Stored data:
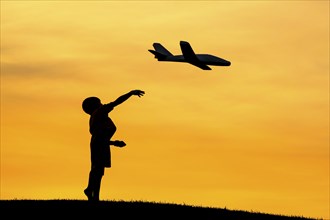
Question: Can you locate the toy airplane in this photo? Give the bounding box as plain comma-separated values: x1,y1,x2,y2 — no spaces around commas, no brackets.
148,41,231,70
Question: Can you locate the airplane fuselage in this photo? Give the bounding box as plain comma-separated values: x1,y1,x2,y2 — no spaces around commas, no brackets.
163,54,231,66
149,41,231,70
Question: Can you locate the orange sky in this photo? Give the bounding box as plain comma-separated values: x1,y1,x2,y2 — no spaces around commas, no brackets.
1,1,329,218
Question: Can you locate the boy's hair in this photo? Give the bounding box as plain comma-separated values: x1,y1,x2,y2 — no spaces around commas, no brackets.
82,96,101,115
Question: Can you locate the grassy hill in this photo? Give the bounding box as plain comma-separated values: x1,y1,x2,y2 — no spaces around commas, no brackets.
0,200,320,220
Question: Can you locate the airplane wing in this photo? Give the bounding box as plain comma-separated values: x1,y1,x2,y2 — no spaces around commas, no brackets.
190,63,212,70
180,41,211,70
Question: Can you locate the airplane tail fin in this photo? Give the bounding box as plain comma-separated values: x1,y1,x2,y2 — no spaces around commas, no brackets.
153,43,173,56
148,43,173,61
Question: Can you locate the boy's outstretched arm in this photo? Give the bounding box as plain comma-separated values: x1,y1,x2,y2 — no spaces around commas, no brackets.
112,89,144,107
109,141,126,147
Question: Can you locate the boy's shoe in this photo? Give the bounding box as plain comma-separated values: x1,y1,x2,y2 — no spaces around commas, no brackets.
84,189,93,201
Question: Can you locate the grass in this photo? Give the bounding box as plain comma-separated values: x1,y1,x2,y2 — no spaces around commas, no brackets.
0,200,320,220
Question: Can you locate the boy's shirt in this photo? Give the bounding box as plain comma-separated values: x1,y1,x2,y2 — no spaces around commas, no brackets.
89,103,116,167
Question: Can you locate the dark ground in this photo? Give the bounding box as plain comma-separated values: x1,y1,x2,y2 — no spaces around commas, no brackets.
0,200,320,220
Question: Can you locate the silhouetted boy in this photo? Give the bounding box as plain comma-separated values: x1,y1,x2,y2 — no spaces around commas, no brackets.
82,90,144,201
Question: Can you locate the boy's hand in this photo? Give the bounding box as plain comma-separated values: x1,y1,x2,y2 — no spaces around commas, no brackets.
112,141,126,147
131,89,144,97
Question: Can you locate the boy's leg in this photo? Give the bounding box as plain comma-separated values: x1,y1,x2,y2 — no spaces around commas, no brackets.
93,167,104,201
84,168,95,201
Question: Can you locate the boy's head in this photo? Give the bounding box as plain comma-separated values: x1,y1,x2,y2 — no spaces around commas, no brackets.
82,96,102,115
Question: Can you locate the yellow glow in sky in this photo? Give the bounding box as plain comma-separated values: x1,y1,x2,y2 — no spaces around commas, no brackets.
1,1,329,218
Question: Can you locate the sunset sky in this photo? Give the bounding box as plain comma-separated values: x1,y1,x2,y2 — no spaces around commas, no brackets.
0,0,329,218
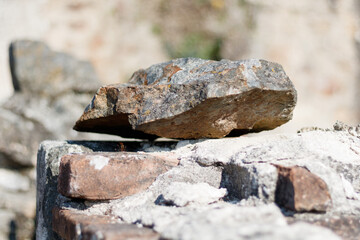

What the exercise asks:
Copy all of the data above line for line, without changing any of it, and omit the pictures.

Exercise result:
Question: Can you locate the toy airplane in this photo? Give the bounding box as plain comma-separated values: x1,y1,x2,y2 — no spaces around commas, no brackets.
148,41,231,70
Question: Can you locate the airplane fuselage in this photo? Give the bounding box as plain comma-separated values: x1,y1,x2,y2 — no spaces around commas, no brackets.
163,54,231,66
149,41,231,70
Question: Can you locate the orange sky in this photo? Give the bounding box as plain comma-separated values: x1,y1,x2,y2 — no spaces around commas, no brackets.
1,1,329,218
Question: Can you locate the boy's hair in this photo? Give the bounding box as plain comma-separated values: x1,y1,x2,y2 — no spaces around commas, no brackets.
82,96,101,115
Question: Can you locate the grassy hill in this photo? Give the bounding box as plain comma-separated values: x1,y1,x2,y2 — no spaces around commas, no brackets.
0,200,320,220
Question: Can you locate the airplane wing in this photo? Give the bounding box as plain comma-separated values: x1,y1,x2,y2 — no spaces around commas, no brackets.
190,63,212,70
180,41,211,70
Question: Can you locate the airplane tail fin in this photo? Give the bounding box as plain comma-separated values: x1,y1,x2,y2 — no spaces around commas, no brackets.
153,43,173,56
148,43,173,61
Question: Can you locate the boy's outstretched arm in this photo? Give the bounding box as plain comma-separated values: x1,y1,x2,y2 — no spaces around commas, no brackets.
112,89,144,107
109,141,126,147
Question: Can you locate the boy's shoe in this photo? Give the bounding box as plain comma-separated values: x1,y1,x2,y2 — no spaces around commas, no brackets.
84,189,93,201
Question: Can you locate the grass in this photo? Give the bounding box as plain comma-separated values: x1,y1,x2,y2 — no spaces around commas, no brackets.
0,200,320,220
Question: Can you locate the boy's shirt in this photo? Give the bounding box as plain comma-separated values: x1,y1,x2,y2 — no spaces around commas, no brackets.
89,103,116,167
Question: Can you locate the dark ground in this photo? Give the bounding box as plain comma-separated values: x1,y1,x2,y2 — no spaces around commas, no brackets.
0,200,320,220
Question: Can you locate the silhouetted boy in this photo? Give the bounding box as plain comma-separated values: x1,y1,x2,y2 — no spaces around commas, no brackets.
82,90,144,201
Question: Can you locate the boy's hand in this photo? Give the bounding box as plain comma-separated values: x1,y1,x2,y2 — no spaces around commas, no brackets.
112,141,126,147
131,89,144,97
Question: Can you locate the boy's leg in this photo? Give the bounding box as plain comma-separated values: x1,y1,x2,y2 — no spaces around commas, no brackets.
93,167,104,201
84,168,95,201
Question: Can you locate the boy's head in this photo? Give the bounding box as plain comma-separated values: x1,y1,x2,y2 — no spaces around commas, no brackets.
82,96,102,115
Question: Can you locate the yellow glow in sky in this photo? Give the bounding box as plain comma-separated values: x1,y1,x2,y2 — no spaces around commas, no brackets.
1,1,329,218
Question: Can you locate the sunset sky in this photo? Give the bounding box as plain comma-separated values: x1,y1,x2,y2 — no spaces around commas, no brackets.
0,0,329,218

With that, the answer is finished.